# SOURCE EXCERPT
The last time a Streetview car went by our old house was in 2018, so this can give you a sense for what a $5 tree that was probably < .50" caliper and four feet tall looks like after eight years.  It is taller than the house.

So, back to this year.  The 50% off deal at Home Depot was going on.  If you've shopped at Home Depot for trees, you know they're not chock'd full of super exoctic varities.  They have a pretty standard set of trees they offer:  plenty of small fruit trees, some conifers and in shade trees they have a maple or two, a river birch clump, an oak and that might be it.  In flowering trees, they usually have a redbud, a few crabapples and the Chanticleer Pear.  

I've discussed my history with Chanticleer Pears as screening trees (or potential screening trees) here in this post from May of 2017 - while our house was under construction.  At the time, our landscaper was talking about using them to form a screening hedge of sorts - because of the grade, we needed something.

# TASKS AND EXERCISES
(1) According to the tree post, in what year did a Streetview car last go by the old house?
(2) Please turn the paragraph of the tree post that begins "So, back to this year." into a short bulleted list that keeps its main facts.
(3) Reproduce the tree post between "So, back to" and "we needed something.", inclusive.
The material after this point is not needed.

# DATA EXCERPTS

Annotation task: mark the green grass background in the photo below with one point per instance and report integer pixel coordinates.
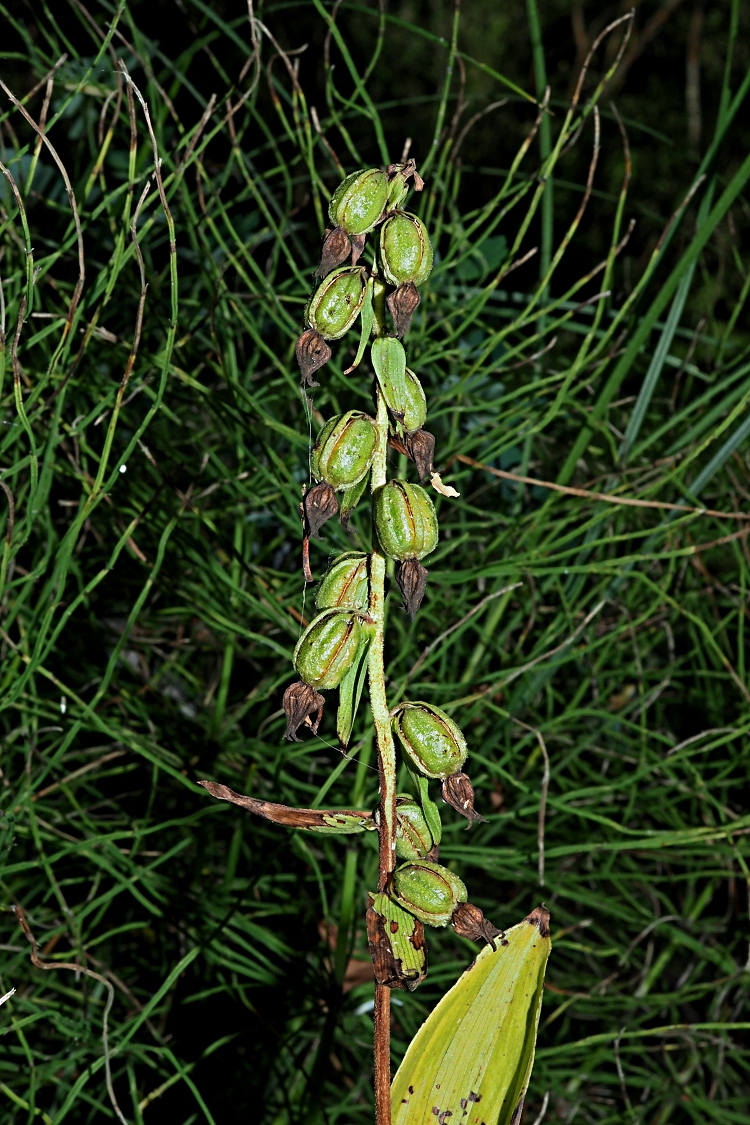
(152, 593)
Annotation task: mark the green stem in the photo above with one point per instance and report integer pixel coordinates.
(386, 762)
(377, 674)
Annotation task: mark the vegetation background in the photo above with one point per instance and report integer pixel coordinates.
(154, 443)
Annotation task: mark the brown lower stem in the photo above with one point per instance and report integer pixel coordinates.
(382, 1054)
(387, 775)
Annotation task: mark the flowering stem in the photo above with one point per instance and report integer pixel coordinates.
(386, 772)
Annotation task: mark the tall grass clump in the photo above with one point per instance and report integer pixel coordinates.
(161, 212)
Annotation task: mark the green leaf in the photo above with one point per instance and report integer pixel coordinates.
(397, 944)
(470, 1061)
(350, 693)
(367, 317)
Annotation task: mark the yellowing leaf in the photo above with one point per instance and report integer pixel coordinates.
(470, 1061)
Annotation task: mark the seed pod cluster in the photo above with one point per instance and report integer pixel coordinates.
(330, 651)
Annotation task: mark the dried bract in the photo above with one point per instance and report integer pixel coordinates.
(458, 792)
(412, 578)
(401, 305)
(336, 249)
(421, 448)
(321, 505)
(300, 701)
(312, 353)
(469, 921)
---
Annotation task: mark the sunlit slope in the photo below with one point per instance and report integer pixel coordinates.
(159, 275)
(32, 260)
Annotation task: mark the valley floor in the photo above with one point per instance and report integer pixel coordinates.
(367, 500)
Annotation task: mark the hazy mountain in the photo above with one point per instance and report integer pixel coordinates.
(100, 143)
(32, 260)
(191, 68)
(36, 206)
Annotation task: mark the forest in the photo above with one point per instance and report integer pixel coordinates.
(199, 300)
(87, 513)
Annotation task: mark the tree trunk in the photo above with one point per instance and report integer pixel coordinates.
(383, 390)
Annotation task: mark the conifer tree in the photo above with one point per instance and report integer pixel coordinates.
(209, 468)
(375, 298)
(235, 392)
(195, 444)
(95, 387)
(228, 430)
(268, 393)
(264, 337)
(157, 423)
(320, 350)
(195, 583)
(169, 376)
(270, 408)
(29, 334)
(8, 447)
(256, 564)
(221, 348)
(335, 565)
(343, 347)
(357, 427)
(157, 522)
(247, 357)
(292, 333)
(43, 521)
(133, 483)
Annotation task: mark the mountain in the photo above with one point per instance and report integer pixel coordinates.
--
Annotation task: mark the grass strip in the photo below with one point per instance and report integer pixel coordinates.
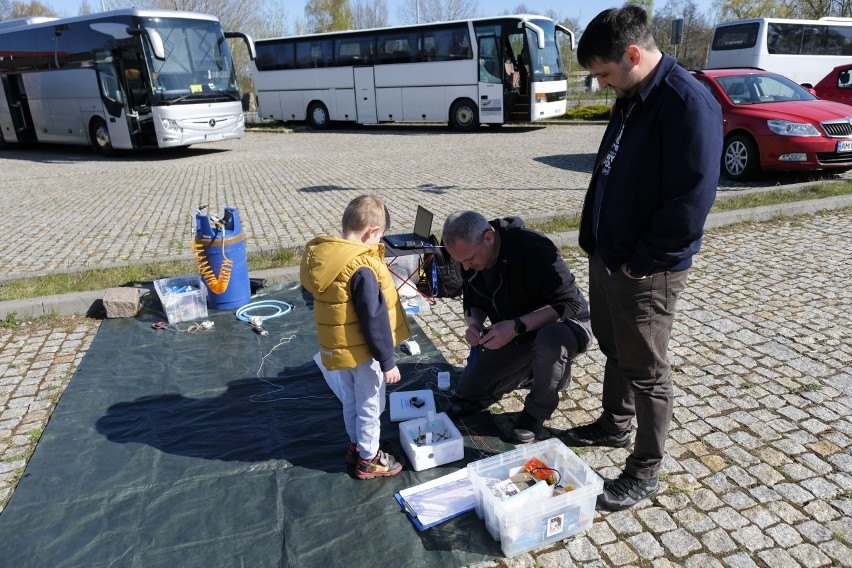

# FINAL ANSWERS
(1) 2018

(2)
- Home Depot was running a 50% off deal this year.
- Its tree selection is fairly standard, not full of exotic varieties.
- It offers plenty of small fruit trees and some conifers.
- Shade trees: a maple or two, a river birch clump, an oak, and possibly nothing more.
- Flowering trees: usually a redbud, a few crabapples, and the Chanticleer Pear.

(3)
So, back to this year.  The 50% off deal at Home Depot was going on.  If you've shopped at Home Depot for trees, you know they're not chock'd full of super exoctic varities.  They have a pretty standard set of trees they offer:  plenty of small fruit trees, some conifers and in shade trees they have a maple or two, a river birch clump, an oak and that might be it.  In flowering trees, they usually have a redbud, a few crabapples and the Chanticleer Pear.  

I've discussed my history with Chanticleer Pears as screening trees (or potential screening trees) here in this post from May of 2017 - while our house was under construction.  At the time, our landscaper was talking about using them to form a screening hedge of sorts - because of the grade, we needed something.